__原文資料__
↓

こんにちは!
運動器専門のリハビリスタッフです!!
いつもお世話になります。
今回は、『こむら返り(leg cramps)は腰椎疾患と関連がある?』
について解説させていただきます。
いわゆる“こむら返り”は、骨格筋に不随意に出現する疼痛を伴った急激な筋攣縮であり、ふくらはぎ(こむら)に高頻度に生じることが多いとされています。(髙山ら:日本腰痛会誌.2002 )
こむら返りについては一般的な見解として“電解質異常”という見解が示されることが多いようです。
こむら返りが発生する場合、スポーツドリンクを始めとした水分をよく飲むようにと指導されることが多いと思います。
こむら返りの発生頻度は年齢とともに増加し、多くの高齢者を苦しめる疾患の一つであるとされています。(辻 隆宏:日本ペインクリニック学会誌.2019)

↑

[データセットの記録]

↓

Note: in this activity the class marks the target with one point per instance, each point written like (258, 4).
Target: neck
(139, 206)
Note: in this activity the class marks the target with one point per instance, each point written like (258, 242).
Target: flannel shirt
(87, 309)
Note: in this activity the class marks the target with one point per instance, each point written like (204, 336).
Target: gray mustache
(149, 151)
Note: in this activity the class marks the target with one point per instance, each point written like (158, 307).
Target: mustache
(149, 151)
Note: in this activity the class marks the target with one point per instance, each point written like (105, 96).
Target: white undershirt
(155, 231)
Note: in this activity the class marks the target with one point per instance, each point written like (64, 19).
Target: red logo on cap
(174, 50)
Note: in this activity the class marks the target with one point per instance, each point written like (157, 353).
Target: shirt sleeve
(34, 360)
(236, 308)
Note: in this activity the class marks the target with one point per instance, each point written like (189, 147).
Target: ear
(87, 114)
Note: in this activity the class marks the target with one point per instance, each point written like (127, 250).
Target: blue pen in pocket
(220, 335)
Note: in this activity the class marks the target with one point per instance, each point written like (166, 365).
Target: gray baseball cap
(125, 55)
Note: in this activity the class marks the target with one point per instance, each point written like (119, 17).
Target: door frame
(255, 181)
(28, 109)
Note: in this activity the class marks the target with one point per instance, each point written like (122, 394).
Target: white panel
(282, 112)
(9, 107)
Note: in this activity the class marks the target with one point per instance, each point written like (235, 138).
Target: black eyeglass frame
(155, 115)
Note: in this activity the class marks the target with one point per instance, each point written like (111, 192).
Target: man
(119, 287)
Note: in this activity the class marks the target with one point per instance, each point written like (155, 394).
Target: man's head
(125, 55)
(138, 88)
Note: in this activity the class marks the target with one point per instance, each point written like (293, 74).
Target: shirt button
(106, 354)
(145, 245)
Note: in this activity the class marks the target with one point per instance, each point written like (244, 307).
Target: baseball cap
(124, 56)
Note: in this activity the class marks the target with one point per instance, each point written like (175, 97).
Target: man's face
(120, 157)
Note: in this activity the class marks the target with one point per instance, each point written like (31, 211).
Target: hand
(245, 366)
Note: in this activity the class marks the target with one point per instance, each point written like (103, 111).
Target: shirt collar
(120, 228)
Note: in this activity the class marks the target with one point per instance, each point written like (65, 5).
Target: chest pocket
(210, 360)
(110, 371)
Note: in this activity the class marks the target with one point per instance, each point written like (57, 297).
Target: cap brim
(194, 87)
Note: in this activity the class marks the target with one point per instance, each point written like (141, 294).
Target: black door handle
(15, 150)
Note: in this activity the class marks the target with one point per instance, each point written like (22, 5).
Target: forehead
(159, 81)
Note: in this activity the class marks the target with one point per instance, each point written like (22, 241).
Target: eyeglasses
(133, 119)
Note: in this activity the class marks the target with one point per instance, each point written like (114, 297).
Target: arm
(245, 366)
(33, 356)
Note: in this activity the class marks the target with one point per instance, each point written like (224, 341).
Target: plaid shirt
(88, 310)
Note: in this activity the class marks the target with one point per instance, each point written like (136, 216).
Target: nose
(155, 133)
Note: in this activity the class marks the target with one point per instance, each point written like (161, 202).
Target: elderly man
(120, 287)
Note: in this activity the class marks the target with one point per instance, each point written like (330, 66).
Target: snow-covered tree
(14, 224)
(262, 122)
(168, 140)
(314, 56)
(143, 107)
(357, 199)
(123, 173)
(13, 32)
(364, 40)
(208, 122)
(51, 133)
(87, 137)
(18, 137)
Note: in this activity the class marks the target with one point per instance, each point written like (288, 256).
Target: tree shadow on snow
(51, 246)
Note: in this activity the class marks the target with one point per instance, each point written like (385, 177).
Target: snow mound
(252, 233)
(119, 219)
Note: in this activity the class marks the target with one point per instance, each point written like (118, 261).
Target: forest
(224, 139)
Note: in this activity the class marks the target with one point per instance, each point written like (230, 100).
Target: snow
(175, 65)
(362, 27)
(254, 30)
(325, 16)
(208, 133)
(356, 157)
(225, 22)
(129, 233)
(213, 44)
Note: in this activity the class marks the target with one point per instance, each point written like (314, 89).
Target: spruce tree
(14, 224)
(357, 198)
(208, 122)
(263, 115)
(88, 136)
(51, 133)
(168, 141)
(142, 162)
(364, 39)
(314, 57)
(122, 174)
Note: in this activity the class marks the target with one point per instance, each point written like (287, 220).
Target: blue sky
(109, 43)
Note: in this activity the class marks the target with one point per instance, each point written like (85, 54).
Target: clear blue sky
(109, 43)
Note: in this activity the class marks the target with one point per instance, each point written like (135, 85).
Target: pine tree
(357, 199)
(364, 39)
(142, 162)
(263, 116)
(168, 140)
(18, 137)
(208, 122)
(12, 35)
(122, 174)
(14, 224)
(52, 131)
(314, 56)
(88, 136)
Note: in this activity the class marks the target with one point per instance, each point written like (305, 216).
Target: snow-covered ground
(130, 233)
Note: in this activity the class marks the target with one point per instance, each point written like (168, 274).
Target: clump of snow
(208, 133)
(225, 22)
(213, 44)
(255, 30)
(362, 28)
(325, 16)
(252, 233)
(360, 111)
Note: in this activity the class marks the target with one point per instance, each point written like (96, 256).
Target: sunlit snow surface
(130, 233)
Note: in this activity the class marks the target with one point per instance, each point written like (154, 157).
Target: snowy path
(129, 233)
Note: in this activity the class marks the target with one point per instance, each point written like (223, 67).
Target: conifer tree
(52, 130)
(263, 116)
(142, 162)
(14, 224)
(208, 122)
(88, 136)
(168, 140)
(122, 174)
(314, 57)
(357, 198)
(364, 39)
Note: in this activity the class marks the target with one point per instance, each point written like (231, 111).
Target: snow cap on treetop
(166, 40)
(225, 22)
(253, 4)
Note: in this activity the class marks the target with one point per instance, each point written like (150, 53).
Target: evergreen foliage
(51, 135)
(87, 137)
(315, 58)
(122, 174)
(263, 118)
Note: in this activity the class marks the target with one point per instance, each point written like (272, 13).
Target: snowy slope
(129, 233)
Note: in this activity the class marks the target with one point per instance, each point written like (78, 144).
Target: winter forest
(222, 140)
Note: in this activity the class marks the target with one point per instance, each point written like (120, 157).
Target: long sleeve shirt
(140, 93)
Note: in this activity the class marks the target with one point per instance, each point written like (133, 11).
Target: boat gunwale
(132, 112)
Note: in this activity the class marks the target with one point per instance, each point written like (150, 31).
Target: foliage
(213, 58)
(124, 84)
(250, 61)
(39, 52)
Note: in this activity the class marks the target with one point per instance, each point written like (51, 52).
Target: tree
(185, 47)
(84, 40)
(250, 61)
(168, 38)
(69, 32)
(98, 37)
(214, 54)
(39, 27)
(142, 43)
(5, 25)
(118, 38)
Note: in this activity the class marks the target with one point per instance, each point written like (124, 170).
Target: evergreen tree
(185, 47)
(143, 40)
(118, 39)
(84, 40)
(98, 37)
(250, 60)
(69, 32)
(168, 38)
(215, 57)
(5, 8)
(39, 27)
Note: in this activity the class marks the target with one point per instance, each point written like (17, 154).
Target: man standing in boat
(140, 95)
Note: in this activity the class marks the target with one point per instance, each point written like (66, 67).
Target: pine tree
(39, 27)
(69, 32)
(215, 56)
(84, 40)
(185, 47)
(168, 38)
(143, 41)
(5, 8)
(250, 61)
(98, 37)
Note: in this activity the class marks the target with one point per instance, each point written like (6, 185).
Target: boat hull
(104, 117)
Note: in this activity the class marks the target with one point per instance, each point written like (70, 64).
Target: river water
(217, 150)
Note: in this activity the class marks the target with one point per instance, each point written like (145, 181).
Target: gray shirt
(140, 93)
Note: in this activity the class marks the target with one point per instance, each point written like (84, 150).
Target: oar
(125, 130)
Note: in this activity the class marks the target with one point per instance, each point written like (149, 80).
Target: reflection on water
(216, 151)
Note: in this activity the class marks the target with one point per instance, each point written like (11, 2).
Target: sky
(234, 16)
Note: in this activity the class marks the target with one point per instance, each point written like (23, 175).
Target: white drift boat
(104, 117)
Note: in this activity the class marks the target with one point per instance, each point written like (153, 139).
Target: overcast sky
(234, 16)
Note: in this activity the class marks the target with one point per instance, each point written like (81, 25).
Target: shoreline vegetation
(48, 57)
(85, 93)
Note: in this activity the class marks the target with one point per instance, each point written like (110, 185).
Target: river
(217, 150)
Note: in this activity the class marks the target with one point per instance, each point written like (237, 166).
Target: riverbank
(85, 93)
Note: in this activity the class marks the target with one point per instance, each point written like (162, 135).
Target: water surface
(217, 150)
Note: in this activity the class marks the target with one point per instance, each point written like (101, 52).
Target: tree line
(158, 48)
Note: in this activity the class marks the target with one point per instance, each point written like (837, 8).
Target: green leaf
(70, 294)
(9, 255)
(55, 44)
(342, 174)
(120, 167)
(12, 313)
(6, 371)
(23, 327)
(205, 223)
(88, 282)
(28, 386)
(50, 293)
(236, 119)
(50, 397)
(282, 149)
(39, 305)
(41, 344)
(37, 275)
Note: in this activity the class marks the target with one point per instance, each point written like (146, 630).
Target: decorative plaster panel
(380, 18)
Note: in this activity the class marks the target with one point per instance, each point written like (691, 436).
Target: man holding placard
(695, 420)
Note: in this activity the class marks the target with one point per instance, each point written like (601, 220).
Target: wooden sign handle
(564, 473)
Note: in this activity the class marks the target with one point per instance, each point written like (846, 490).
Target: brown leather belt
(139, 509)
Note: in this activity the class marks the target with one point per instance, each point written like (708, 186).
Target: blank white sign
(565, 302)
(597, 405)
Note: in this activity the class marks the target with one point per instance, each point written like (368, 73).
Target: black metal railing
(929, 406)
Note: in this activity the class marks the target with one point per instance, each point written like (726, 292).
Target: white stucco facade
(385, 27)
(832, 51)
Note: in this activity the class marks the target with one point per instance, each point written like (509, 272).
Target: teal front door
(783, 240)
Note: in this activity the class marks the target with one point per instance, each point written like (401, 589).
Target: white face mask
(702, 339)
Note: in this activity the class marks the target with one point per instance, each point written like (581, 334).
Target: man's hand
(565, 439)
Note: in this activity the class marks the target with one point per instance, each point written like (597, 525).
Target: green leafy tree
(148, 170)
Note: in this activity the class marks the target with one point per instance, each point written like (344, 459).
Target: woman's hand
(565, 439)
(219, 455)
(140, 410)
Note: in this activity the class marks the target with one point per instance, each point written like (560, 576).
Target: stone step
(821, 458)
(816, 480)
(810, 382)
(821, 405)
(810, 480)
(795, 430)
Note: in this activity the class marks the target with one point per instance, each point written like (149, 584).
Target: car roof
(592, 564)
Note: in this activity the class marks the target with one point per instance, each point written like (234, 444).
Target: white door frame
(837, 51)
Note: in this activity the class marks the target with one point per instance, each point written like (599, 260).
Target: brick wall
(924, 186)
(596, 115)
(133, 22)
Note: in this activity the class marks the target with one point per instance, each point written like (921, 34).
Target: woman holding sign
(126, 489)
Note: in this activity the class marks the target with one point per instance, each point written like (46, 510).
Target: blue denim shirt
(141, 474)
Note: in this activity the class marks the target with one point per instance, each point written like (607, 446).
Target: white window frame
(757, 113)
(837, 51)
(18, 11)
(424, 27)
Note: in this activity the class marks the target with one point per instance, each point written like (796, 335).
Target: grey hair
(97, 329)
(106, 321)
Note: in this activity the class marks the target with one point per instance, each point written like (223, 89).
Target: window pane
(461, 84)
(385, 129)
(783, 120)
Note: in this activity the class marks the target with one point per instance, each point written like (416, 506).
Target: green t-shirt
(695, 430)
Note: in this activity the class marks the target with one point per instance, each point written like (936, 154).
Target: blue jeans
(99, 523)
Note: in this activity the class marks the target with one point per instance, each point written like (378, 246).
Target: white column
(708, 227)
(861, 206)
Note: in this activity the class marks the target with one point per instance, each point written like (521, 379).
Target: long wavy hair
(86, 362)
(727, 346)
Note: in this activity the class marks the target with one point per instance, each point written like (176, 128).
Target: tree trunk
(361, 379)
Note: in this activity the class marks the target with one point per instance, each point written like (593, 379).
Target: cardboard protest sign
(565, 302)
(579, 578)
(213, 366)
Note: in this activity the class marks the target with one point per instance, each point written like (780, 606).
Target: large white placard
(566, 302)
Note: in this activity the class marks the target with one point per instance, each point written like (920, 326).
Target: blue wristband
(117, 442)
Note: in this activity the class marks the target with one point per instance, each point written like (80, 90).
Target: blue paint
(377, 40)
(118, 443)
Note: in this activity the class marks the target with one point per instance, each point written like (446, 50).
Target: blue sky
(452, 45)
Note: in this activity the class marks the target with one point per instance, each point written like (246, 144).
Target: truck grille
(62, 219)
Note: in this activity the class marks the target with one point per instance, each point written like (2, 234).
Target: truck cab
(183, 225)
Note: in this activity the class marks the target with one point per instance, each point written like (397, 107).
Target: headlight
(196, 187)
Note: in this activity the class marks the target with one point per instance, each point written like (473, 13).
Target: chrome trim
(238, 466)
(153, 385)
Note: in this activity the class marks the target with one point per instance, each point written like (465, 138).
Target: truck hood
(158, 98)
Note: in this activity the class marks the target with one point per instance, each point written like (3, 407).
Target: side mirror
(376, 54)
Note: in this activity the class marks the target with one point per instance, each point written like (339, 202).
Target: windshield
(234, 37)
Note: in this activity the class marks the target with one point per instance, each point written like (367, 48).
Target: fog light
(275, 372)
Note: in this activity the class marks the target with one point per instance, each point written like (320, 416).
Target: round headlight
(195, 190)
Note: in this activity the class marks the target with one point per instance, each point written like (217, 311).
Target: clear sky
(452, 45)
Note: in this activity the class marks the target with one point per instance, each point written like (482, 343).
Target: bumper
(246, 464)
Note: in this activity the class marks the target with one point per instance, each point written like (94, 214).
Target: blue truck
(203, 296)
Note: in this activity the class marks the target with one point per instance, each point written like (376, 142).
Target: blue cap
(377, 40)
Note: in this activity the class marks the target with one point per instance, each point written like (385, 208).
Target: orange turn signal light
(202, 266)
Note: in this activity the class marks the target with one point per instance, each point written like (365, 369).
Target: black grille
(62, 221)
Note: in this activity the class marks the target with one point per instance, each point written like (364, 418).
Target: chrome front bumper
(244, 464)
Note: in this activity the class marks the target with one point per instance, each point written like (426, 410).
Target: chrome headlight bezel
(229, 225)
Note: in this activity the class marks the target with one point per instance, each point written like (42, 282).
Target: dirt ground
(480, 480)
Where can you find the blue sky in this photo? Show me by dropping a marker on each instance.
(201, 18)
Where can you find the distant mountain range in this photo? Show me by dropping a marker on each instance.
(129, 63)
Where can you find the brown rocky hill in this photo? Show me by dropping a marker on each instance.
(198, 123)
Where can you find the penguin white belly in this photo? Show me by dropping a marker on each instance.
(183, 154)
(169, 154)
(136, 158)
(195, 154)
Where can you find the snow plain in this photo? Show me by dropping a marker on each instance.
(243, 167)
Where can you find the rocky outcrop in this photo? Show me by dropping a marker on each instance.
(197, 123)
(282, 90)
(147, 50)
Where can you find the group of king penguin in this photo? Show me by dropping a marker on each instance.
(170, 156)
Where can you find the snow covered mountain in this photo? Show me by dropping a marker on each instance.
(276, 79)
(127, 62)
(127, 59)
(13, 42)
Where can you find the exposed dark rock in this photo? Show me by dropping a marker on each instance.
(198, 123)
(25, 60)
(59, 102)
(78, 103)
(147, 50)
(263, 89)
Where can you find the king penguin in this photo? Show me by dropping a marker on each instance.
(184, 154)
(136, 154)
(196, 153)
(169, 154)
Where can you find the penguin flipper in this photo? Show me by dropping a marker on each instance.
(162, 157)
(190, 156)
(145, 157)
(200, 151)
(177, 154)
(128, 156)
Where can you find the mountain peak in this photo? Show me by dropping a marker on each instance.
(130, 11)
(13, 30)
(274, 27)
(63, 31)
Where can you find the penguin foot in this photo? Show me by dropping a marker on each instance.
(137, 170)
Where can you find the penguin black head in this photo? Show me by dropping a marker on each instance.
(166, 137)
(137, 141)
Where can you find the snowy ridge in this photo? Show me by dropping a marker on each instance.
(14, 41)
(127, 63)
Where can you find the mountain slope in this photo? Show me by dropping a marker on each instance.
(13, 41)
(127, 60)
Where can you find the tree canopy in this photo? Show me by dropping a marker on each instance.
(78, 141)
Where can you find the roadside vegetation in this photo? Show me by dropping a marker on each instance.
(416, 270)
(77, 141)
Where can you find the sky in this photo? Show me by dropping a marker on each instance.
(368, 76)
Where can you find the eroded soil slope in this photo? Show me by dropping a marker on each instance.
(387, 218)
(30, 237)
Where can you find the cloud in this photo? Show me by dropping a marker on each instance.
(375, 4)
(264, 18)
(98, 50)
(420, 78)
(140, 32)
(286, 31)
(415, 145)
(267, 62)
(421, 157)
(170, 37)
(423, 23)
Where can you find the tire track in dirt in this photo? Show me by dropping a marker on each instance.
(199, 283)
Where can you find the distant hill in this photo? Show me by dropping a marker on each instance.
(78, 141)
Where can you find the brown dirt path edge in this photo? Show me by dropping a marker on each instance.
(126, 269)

↑

__取り組む課題__
a: こむら返りの解説文によると、こむら返りの発生頻度は年齢とともにどうなるとされているか。
b: こむら返りの解説文のうち、「こむら返りについては一般的な」から「クリニック学会誌.2019)」までの部分を、一字も変えずに書き写してください。
c: こむら返りの解説文の続きを、最後の文の後から書き進める。

__各課題の解答__
a: 年齢とともに増加するとされている。

b:
こむら返りについては一般的な見解として“電解質異常”という見解が示されることが多いようです。
こむら返りが発生する場合、スポーツドリンクを始めとした水分をよく飲むようにと指導されることが多いと思います。
こむら返りの発生頻度は年齢とともに増加し、多くの高齢者を苦しめる疾患の一つであるとされています。(辻 隆宏:日本ペインクリニック学会誌.2019)

c:
高齢者では夜間や夜明けによく起きることがあり、”Night cramps”といわれています。
こむら返りの70%以上の健常人に生じ、予後は良好であることがほとんどとされています。
こむら返りは脱水症、人工透析、肝硬変、糖尿病、下肢静脈瘤など多くの内科的疾患も原疾患となり得るともされている。
その他にはスポーツ選手でもみられることがあります。
また、妊婦との関連についても報告されている。
33~50%の妊婦はこむら返りを経験しており、週数が進むにつれて、症状が増悪する傾向にある。(Hensley JG:J Midwifery Womens Health.2009)
妊娠中のこむら返りの発生頻度は明らかにされていないが、血中のカルシウム、マグネシウムの減少、下肢の筋肉疲労、循環不全(中島 義之.2013)、末梢神経の異常興奮(Miller TM,et al.2005)などの影響が考えられる。
妊婦に起因するこむら返りの治療として、非薬物療法として下肢のストレッチ(Zhou K,et al.2015)、薬物療法として海外ではマグネシウム、カルシウム、ビタミンBなどの内服をさせることが多いようです。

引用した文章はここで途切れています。